Dataset content START
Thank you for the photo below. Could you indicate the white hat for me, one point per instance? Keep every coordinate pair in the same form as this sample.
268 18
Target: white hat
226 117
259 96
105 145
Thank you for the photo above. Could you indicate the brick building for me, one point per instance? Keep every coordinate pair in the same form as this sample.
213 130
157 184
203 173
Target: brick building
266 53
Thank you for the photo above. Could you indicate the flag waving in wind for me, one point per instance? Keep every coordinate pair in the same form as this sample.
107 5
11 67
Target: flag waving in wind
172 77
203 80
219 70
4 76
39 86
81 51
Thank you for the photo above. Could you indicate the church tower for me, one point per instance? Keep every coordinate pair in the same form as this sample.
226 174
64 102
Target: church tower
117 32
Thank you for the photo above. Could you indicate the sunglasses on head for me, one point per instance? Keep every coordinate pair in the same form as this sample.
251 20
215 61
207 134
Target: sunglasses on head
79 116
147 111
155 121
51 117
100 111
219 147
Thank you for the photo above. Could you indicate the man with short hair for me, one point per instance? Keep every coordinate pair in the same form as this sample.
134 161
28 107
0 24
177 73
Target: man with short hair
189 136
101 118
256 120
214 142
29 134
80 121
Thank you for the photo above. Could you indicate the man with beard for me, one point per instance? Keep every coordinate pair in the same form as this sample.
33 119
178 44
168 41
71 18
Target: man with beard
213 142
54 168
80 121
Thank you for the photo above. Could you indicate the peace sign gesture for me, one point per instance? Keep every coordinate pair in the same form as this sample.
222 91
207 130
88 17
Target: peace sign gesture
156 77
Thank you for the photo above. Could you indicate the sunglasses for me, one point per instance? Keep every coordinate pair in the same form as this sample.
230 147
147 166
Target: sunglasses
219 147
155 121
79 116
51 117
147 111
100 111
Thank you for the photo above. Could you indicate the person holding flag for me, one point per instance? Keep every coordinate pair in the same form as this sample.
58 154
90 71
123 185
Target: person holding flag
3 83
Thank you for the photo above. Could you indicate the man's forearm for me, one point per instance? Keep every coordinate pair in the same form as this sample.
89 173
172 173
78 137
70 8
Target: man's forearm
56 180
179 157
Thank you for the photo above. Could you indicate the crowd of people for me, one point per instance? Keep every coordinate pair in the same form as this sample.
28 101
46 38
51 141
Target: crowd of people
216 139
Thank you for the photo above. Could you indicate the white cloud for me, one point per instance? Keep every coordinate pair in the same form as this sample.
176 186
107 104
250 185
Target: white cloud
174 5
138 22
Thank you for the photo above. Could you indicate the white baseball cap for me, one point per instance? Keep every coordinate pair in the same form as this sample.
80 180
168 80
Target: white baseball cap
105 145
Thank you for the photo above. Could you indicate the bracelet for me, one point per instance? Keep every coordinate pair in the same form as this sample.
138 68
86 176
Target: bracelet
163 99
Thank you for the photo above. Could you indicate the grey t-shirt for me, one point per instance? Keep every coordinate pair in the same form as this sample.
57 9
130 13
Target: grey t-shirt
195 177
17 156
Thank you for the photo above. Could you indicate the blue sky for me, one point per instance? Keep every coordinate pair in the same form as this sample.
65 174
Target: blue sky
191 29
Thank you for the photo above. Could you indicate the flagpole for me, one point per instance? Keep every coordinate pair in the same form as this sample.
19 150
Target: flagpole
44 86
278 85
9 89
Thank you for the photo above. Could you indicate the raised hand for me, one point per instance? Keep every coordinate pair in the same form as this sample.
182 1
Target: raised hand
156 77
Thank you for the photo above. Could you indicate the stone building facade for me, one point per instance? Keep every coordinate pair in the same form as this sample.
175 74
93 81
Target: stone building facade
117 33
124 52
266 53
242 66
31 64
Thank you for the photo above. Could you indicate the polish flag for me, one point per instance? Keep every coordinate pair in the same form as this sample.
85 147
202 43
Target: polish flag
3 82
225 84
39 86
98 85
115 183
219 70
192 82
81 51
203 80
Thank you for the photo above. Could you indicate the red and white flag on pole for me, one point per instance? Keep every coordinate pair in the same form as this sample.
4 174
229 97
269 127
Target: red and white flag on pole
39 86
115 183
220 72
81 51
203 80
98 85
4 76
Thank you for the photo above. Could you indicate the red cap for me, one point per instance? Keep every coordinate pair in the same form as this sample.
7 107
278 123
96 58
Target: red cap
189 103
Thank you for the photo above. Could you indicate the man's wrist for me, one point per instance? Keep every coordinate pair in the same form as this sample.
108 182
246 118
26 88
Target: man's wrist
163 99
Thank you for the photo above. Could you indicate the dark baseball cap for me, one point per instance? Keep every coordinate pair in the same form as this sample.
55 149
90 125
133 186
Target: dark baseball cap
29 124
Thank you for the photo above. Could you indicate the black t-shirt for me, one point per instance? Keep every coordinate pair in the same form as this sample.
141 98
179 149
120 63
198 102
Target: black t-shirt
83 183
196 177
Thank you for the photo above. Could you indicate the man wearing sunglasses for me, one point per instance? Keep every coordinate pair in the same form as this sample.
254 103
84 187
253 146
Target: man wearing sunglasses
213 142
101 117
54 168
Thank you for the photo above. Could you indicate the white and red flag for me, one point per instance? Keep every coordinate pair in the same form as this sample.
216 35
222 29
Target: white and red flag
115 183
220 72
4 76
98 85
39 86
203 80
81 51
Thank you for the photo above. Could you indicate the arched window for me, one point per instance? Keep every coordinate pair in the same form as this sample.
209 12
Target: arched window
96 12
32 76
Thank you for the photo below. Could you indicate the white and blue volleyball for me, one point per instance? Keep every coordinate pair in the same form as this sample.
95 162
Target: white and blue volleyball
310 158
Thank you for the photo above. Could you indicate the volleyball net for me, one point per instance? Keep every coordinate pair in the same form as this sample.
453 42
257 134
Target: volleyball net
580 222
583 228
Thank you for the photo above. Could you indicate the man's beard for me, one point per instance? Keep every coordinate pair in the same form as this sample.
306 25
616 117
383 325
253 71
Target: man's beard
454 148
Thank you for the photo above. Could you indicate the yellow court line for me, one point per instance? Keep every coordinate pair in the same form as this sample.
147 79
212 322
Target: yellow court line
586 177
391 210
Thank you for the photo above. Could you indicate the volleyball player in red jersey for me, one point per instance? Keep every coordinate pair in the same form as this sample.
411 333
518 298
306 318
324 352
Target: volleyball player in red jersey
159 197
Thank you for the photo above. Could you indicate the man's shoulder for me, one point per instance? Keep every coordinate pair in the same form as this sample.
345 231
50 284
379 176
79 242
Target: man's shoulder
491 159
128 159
Dataset content END
All entries above are to be transcribed verbatim.

Task answer:
Thank you for the photo below. Could you indicate the white hat for me, one point per instance? Keep every coordinate pair in the same form as this sample.
268 18
Target: white hat
226 117
259 96
105 145
Thank you for the photo above. Could you indicate the brick building for me, one point per instance? Keep every coordinate pair in the same form as this sample.
213 130
157 184
203 173
Target: brick building
266 53
Thank you for the photo above. Could you indicate the flag waving in wind for me, one point per instance? Keep every coordinate pair in the same form as this sample.
107 5
11 67
Target: flag waving in wind
172 77
203 80
219 70
4 76
39 86
81 51
Thank you for the photo above. Could you indicate the church tower for me, one point per instance? Keep every coordinate pair in the same form as this sample.
226 174
64 102
Target: church tower
117 32
Thank you for the photo above. Could you indicate the sunglasses on head for me, one point per instance? Keep every coordinate pair in the same form as this sample.
251 20
215 61
207 134
Target: sunglasses on head
79 116
147 111
155 121
51 117
100 111
219 147
Thank you for the photo above. Could you indicate the man with short hair for me, one point per instance? Keep every coordinate pair in the same form as this sample.
134 161
28 107
0 24
177 73
Target: man with short hair
189 136
101 118
256 120
214 142
29 134
80 121
Thank you for the photo above. Could you indicate the man with beard for me, one point per instance? Keep every coordinate pair in the same form as this sample.
33 119
178 44
168 41
71 18
Target: man with beard
213 142
54 168
80 121
Thank you for the photo above. Could you indicate the peace sign gesture for me, one point per instance? Keep every coordinate pair in the same form as this sample.
222 91
207 130
88 17
Target: peace sign gesture
156 77
Thank you for the photo above. Could you indicate the sunglasses for me, one point per instance? Keep every coordinate pair in the same form as this sample.
230 147
147 166
Target: sunglasses
219 147
155 121
79 116
51 117
147 111
100 111
Thank you for the photo above. Could you indicate the person holding flag for me, one point per instance? Keep every coordinate pair in the same form as this sample.
58 154
90 71
123 185
Target: person holding flag
3 83
Thank you for the photo above. Could you indicate the man's forearm for me, one point per instance? Keep every coordinate pair in the same form as this sample.
89 173
172 173
78 137
70 8
Target: man's forearm
56 180
179 157
Thank you for the photo above. Could you indicate the crowd of people for me, one point per instance? Keep every coordinate pair in the same form as this sample.
28 101
46 38
51 141
Target: crowd of people
216 139
Thank you for the photo above. Could you indicate the white cloud for me, one point per instance? Keep every coordinate pair in the same form as this sample.
176 186
107 104
250 185
Target: white cloud
174 5
138 22
Thank you for the photo above. Could you indicate the white baseball cap for me, one point per instance? Keep every coordinate pair in the same form as this sample.
80 180
168 80
Target: white baseball cap
105 145
Thank you for the photo above. Could you indicate the bracelet for me, one point per instance? Keep every coordinate pair in the same form as this sample.
138 68
86 176
Target: bracelet
163 99
Thank you for the photo above. Could you indicate the grey t-shirt for me, one point per instance? Keep every coordinate pair in the same form as this sample.
57 9
130 13
Target: grey t-shirt
195 177
17 156
Thank you for the photo above. Could you indicate the blue sky for me, one point per instance? Keep every coordinate pair in the same form as this sample.
65 174
Target: blue sky
191 29
Thank you for the photo above. Could you indicate the flagpole for me, one point per instance? Keep every coordinate pair in the same form as this sample.
19 150
Target: flagpole
44 86
278 85
9 89
Thank you for the photo above. Could you indicate the raised hand for me, one point per instance? Keep every coordinate pair in the same form as this sample.
182 1
Target: raised hand
156 77
Thank you for the photo above. Could you indicate the stone building facade for me, one point per instance? Keep every coordinate pair in the same form as this sample.
175 74
93 81
Target: stone building facade
117 33
124 52
266 53
242 66
31 64
Thank you for the photo above. Could you indicate the polish flag for me, one point per instance? Keep every coordinate pair in the same form as this sample.
85 147
202 43
Target: polish flag
3 82
225 84
39 86
98 85
115 183
219 70
192 82
81 51
203 80
Thank you for the photo above. Could you indicate the red and white flag on pole for me, one point per instance? Keep every coordinate pair in the same form as this sample.
4 174
229 97
269 127
Target: red and white flag on pole
39 86
115 183
220 72
81 51
203 80
98 85
4 76
Thank you for the photo above. Could you indicate the red cap for me, one point per instance? Keep every coordinate pair in the same form as this sample.
7 107
278 123
96 58
Target: red cap
189 103
Thank you for the photo above. Could you indicate the man's wrist for me, one point per instance? Keep every coordinate pair in the same form as this sample.
108 182
246 118
26 88
Target: man's wrist
163 99
Thank you for the photo above. Could you indicate the dark baseball cap for me, one point per instance? Keep every coordinate pair in the same form as this sample.
55 149
90 125
133 186
Target: dark baseball cap
29 124
Thank you for the photo above. Could you indicate the black t-shirt for me, one point per instance? Keep every coordinate pair in the same form as this sample.
141 98
179 149
120 63
198 102
Target: black t-shirt
83 183
196 177
Thank you for the photo above. Could you indicate the man wearing sunglasses for me, one point per instance? Keep every coordinate pair in the same form as this sample.
254 103
84 187
253 146
Target: man wearing sunglasses
213 142
101 117
54 168
Thank you for the photo above. Could you indicate the white and red flag for me, one point per instance? Keep every coordinate pair in the same form as this sample.
216 35
222 29
Target: white and red flag
115 183
220 72
4 76
98 85
39 86
203 80
81 51
Thank you for the photo above. Could you indicate the arched window for me, one point per instance? Keep every coordinate pair in the same form as this sample.
209 12
Target: arched window
96 12
32 76
Thank you for the photo below. Could you indicate the white and blue volleyball for me, one point per instance? Keep every coordinate pair in the same form as this sample.
95 162
Target: white and blue volleyball
310 158
Thank you for the photo above. Could you indicate the volleyball net for me, one point per instance? Keep every coordinate pair in the same form as this sample.
453 42
257 134
Target: volleyball net
580 222
583 228
Thank you for the photo above. Could you indicate the man's beard for me, one point per instance? Keep every coordinate pair in the same form as this sample.
306 25
616 117
383 325
253 71
Target: man's beard
454 148
Thank you for the photo above. Could you indicate the yellow court line for me, one point per instance? Keep every coordinate pair in the same form as this sample.
147 79
212 322
Target: yellow court line
586 177
391 210
Thank you for the photo above. Could you indicate the volleyball player in red jersey for me, one point per instance? Keep every coordinate pair in the same form as this sample.
411 333
518 298
306 318
324 352
Target: volleyball player in red jersey
159 197
Thank you for the photo above. Could you indicate the man's shoulder for me, one point per instance? Keep every coordinate pair in the same form as this sample.
345 231
50 284
379 176
79 242
Target: man's shoulder
491 159
128 159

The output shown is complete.